▸ What to produce:
The entries contain pictures, which should not appear in the copy; everything else must be reproduced exactly.

▸ Records to process:

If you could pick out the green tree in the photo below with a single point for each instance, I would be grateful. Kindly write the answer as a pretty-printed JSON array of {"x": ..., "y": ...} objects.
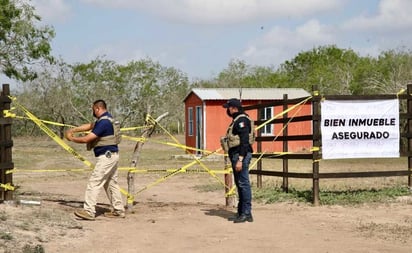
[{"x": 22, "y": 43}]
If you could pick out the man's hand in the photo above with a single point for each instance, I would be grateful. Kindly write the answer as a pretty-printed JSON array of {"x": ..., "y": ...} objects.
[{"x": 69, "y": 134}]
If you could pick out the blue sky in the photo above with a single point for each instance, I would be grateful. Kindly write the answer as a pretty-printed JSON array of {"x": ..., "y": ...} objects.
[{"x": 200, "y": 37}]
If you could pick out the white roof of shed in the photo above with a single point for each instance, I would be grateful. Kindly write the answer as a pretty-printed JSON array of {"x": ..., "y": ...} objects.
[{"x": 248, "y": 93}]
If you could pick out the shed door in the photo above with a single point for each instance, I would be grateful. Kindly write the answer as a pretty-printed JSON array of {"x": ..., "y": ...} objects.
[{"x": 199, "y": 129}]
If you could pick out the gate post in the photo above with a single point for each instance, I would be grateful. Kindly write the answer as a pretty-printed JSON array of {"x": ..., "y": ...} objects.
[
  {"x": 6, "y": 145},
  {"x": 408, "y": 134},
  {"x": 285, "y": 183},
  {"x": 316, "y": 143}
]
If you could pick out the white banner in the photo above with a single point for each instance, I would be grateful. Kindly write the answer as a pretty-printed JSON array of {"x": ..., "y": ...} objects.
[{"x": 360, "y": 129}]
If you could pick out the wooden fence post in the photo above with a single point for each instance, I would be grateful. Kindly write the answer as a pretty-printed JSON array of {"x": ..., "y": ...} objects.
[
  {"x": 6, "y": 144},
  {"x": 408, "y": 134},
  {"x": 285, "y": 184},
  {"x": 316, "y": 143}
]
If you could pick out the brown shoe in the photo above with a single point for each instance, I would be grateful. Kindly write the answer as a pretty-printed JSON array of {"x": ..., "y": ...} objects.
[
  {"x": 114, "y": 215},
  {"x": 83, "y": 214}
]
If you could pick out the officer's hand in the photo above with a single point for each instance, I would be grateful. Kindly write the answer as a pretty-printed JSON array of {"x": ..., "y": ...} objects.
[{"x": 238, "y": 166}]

▸ Response:
If you could pick out the green tree in the photo below with a single point for each instance, I would be grateful. Kindly write the answer as a pretty-printed JSON array of {"x": ..., "y": ...} objects.
[{"x": 22, "y": 43}]
If you could pick out the man's hand in the photo above with a single point for each instance, I would be grateful. Kindly write the answer as a pretty-printed JSON array of {"x": ..., "y": ...} objects.
[{"x": 69, "y": 134}]
If you could pick out the blue sky in the photo above with a single point for each instance, I would be grateful. Kindly write the answer as a pretty-printed JSON array of {"x": ..., "y": ...} objects.
[{"x": 200, "y": 37}]
If you could pick out the white roof of shed in the photo above with a single point for each instance, I would be grateful. Kindly write the answer as a pretty-printed JSON array of {"x": ..., "y": ...} objects.
[{"x": 248, "y": 93}]
If you could pick out the shed door in the photo above with a single point for each instance, I would be grateful. Kindly write the answer as a pretty-printed JSON array of {"x": ..., "y": ...} objects.
[{"x": 199, "y": 129}]
If you could pick out the gate post in the photo above with a single point for each instance, I would be grateful. Kindly write the answer as a pretty-printed JSON array of {"x": ..., "y": ...} objects.
[
  {"x": 6, "y": 145},
  {"x": 408, "y": 134},
  {"x": 285, "y": 183},
  {"x": 316, "y": 143}
]
If you could pick out the white banner in the photo above with a single point for each instance, I would be grateful. Kindly write the answer as a pretty-printed JSON array of {"x": ..., "y": ...} objects.
[{"x": 360, "y": 129}]
If you could pick out the wooden fence post in the photo above with a single point for each instance, I would be grateful. Kindly write the answer as a pretty-printed JSON array of {"x": ..., "y": ...} objects.
[
  {"x": 6, "y": 144},
  {"x": 408, "y": 134},
  {"x": 285, "y": 184},
  {"x": 316, "y": 143}
]
If you could pick out the brown shoe in the photo above with a single point for each instance, I would be grateful. Kindly write the answer as a pretty-printed JSON array of {"x": ..., "y": ...} objects.
[
  {"x": 114, "y": 215},
  {"x": 83, "y": 214}
]
If you could pick out the officer's hand in the photo above with a single point for each instance, I would be grateful. Kindly write the answer as a pretty-printed JSON array of {"x": ..., "y": ...} objects.
[{"x": 238, "y": 166}]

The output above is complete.